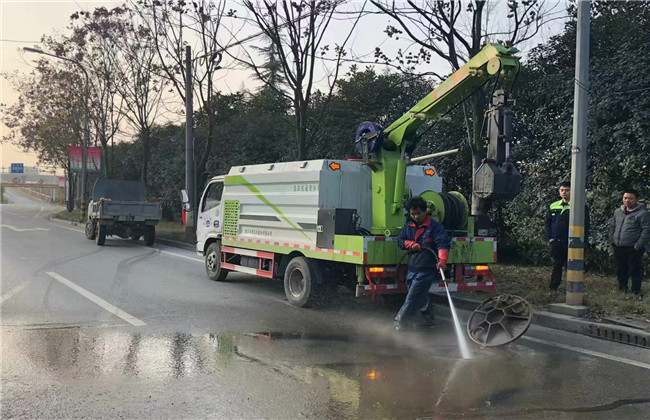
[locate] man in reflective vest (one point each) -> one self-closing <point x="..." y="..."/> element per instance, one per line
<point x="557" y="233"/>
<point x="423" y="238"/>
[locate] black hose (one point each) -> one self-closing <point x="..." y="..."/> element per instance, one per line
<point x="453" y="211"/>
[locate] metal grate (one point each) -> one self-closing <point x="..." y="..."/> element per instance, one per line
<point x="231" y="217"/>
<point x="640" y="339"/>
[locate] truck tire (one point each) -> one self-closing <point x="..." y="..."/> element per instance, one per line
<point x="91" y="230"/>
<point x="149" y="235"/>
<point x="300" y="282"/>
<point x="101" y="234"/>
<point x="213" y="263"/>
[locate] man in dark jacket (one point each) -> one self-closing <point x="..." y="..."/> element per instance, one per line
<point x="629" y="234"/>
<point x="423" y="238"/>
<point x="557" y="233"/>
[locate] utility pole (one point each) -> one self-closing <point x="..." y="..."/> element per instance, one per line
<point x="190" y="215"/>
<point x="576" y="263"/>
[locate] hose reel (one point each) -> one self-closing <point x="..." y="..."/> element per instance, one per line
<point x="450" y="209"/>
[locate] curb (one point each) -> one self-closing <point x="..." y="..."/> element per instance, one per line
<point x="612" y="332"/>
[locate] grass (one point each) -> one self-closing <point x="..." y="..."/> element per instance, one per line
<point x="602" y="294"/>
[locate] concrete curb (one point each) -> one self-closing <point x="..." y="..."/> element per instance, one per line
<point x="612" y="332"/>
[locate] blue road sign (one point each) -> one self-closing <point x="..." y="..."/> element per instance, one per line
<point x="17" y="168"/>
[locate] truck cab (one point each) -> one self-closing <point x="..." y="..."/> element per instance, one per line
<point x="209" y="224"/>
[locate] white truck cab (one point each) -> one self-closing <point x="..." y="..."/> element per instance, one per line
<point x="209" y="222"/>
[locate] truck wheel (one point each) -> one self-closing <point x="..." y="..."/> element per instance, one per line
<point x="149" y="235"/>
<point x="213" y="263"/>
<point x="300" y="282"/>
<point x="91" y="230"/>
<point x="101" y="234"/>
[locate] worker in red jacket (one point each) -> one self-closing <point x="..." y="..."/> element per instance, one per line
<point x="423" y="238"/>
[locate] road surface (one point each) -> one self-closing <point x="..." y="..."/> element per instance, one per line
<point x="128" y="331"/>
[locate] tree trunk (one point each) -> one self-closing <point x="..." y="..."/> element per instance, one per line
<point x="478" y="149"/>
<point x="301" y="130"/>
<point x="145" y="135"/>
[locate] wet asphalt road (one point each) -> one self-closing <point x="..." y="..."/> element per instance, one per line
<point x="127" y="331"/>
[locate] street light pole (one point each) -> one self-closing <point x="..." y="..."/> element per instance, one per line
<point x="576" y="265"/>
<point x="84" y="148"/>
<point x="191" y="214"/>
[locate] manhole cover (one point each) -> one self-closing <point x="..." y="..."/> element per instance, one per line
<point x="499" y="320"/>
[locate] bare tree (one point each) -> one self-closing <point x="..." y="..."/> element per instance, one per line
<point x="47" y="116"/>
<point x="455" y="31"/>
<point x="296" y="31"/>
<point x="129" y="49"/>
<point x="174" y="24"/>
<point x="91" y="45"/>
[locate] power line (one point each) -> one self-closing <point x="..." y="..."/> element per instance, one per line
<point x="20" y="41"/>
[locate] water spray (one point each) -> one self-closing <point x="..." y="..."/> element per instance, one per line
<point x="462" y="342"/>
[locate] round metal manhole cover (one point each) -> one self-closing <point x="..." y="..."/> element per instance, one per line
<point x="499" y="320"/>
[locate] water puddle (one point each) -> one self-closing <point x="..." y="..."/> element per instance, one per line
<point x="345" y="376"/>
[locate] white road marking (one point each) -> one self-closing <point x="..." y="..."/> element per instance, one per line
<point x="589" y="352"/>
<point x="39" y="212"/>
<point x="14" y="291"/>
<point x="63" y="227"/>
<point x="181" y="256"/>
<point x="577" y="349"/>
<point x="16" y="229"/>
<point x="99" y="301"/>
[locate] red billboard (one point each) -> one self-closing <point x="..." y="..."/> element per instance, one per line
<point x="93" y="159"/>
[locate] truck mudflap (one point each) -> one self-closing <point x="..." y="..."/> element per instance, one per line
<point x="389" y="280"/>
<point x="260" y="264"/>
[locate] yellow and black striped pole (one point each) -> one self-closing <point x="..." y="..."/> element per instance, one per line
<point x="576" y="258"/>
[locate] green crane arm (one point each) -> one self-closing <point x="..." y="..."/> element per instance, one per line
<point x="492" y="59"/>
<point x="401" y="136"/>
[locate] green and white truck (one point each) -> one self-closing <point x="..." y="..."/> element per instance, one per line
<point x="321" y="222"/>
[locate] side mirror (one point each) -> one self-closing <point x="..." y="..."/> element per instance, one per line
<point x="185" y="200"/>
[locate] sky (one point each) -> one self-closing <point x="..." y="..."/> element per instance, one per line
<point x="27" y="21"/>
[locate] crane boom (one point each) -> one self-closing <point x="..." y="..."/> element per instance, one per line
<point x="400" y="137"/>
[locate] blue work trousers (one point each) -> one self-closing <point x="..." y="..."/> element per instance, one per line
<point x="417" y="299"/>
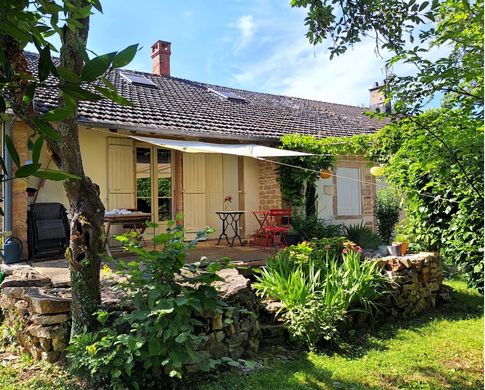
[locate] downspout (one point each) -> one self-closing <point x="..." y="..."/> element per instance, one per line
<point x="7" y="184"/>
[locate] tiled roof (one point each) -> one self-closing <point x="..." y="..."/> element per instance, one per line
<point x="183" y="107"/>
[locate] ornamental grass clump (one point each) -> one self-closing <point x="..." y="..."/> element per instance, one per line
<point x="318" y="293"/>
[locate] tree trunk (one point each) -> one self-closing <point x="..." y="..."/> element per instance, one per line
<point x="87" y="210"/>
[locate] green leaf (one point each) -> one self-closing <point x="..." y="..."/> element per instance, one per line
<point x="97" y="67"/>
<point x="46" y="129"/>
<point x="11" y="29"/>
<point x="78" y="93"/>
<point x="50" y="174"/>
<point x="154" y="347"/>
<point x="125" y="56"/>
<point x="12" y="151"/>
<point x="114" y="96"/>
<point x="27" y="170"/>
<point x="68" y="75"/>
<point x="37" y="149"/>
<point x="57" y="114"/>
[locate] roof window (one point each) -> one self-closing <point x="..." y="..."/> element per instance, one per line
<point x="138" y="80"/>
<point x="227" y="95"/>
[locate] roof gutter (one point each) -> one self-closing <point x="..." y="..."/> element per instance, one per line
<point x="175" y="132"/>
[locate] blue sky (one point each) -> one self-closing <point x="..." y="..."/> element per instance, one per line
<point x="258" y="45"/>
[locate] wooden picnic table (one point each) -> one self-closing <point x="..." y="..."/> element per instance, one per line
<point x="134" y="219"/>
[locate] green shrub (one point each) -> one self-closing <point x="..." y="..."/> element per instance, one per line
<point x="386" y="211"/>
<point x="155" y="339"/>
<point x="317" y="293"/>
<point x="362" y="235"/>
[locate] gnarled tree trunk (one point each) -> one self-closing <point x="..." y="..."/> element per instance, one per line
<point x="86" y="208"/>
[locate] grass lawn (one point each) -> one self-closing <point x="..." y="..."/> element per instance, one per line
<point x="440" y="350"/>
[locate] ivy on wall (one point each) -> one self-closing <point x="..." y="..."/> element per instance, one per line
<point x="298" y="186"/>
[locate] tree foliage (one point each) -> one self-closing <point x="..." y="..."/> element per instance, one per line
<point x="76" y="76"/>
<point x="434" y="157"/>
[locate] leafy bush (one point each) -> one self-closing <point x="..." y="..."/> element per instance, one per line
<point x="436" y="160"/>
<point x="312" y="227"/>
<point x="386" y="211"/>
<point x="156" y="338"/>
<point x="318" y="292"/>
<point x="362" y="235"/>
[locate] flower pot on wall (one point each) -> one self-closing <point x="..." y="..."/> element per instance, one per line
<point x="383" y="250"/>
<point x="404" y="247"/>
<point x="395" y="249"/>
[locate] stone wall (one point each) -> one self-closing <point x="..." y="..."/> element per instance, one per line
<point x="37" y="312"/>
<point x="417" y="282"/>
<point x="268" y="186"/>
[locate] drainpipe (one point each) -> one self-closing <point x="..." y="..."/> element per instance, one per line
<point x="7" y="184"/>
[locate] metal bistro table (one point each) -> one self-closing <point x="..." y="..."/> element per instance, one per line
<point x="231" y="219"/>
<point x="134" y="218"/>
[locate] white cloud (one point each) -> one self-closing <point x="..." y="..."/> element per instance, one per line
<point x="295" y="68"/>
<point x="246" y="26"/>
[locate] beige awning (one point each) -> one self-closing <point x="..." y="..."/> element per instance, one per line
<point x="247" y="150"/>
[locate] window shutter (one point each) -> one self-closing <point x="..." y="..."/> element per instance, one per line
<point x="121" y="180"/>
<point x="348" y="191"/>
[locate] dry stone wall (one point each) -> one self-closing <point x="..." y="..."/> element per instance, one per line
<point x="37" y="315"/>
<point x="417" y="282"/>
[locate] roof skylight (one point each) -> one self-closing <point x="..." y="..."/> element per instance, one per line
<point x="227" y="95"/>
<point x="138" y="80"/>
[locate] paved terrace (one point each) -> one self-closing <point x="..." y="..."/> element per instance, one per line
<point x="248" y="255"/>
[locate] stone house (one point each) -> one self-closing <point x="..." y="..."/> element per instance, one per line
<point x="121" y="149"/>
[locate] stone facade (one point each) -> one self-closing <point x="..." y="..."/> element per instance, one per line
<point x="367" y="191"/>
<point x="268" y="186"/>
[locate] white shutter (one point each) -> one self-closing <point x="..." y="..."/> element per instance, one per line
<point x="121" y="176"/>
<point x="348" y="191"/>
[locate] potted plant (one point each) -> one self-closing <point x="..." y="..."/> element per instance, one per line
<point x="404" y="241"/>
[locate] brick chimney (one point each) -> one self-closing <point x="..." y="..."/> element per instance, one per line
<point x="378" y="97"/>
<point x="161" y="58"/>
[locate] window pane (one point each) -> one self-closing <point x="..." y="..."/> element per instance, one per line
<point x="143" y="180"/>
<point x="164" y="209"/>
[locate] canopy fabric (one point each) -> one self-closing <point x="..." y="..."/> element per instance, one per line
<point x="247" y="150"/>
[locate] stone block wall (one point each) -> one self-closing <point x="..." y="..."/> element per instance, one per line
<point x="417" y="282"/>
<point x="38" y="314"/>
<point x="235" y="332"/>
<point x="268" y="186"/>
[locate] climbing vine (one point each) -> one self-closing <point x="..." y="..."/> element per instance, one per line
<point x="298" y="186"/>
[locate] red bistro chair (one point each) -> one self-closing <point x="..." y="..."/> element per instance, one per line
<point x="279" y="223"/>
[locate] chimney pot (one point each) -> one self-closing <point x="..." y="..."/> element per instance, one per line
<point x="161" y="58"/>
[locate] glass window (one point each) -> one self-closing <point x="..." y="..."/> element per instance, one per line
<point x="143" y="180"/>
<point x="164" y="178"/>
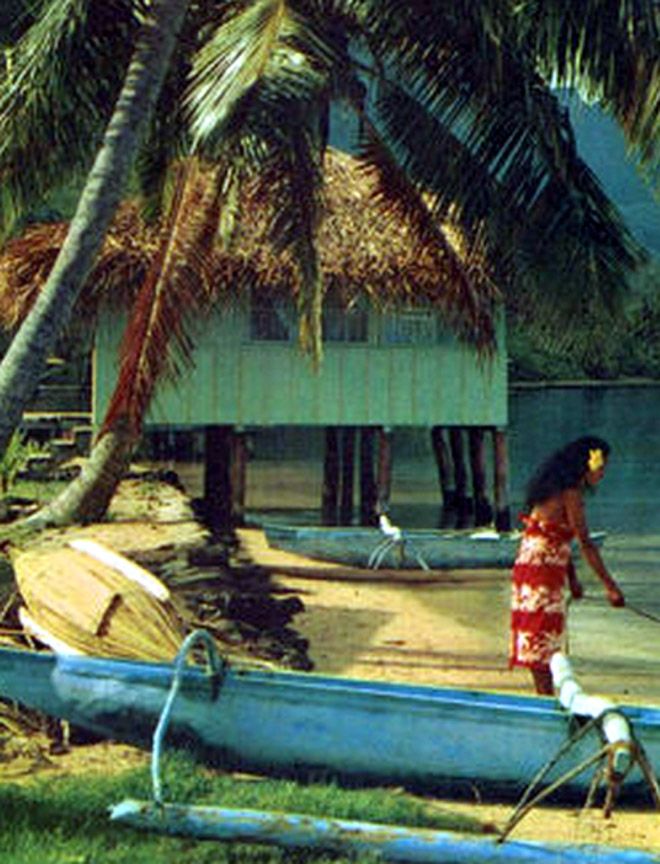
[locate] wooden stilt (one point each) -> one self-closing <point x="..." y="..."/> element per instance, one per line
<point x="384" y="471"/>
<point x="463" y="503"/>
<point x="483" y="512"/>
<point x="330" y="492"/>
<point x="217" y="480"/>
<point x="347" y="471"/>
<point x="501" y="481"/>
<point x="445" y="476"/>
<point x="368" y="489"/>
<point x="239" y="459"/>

#### WHAT TO PRODUCE:
Give an exact copy of the line containing "[locate] red bistro" and every line after it through the end of the entries. Pictures are to be dropped.

#### PROBLEM SOLUTION:
[locate] red bistro chair (one point each) -> one self-closing <point x="..." y="..."/> element per instance, one per line
<point x="279" y="223"/>
[locate] chimney pot (one point each) -> one self-closing <point x="..." y="..."/> element per instance, one per line
<point x="161" y="58"/>
[locate] glass window (one point each) -> one self-closing <point x="..." y="..."/> element per instance, one per line
<point x="143" y="180"/>
<point x="164" y="178"/>
[locate] wooden stilt (one point each) -> one self-closing <point x="..." y="..."/> element per instance, one per line
<point x="384" y="471"/>
<point x="463" y="503"/>
<point x="483" y="512"/>
<point x="330" y="492"/>
<point x="217" y="480"/>
<point x="347" y="471"/>
<point x="501" y="481"/>
<point x="445" y="476"/>
<point x="368" y="489"/>
<point x="239" y="459"/>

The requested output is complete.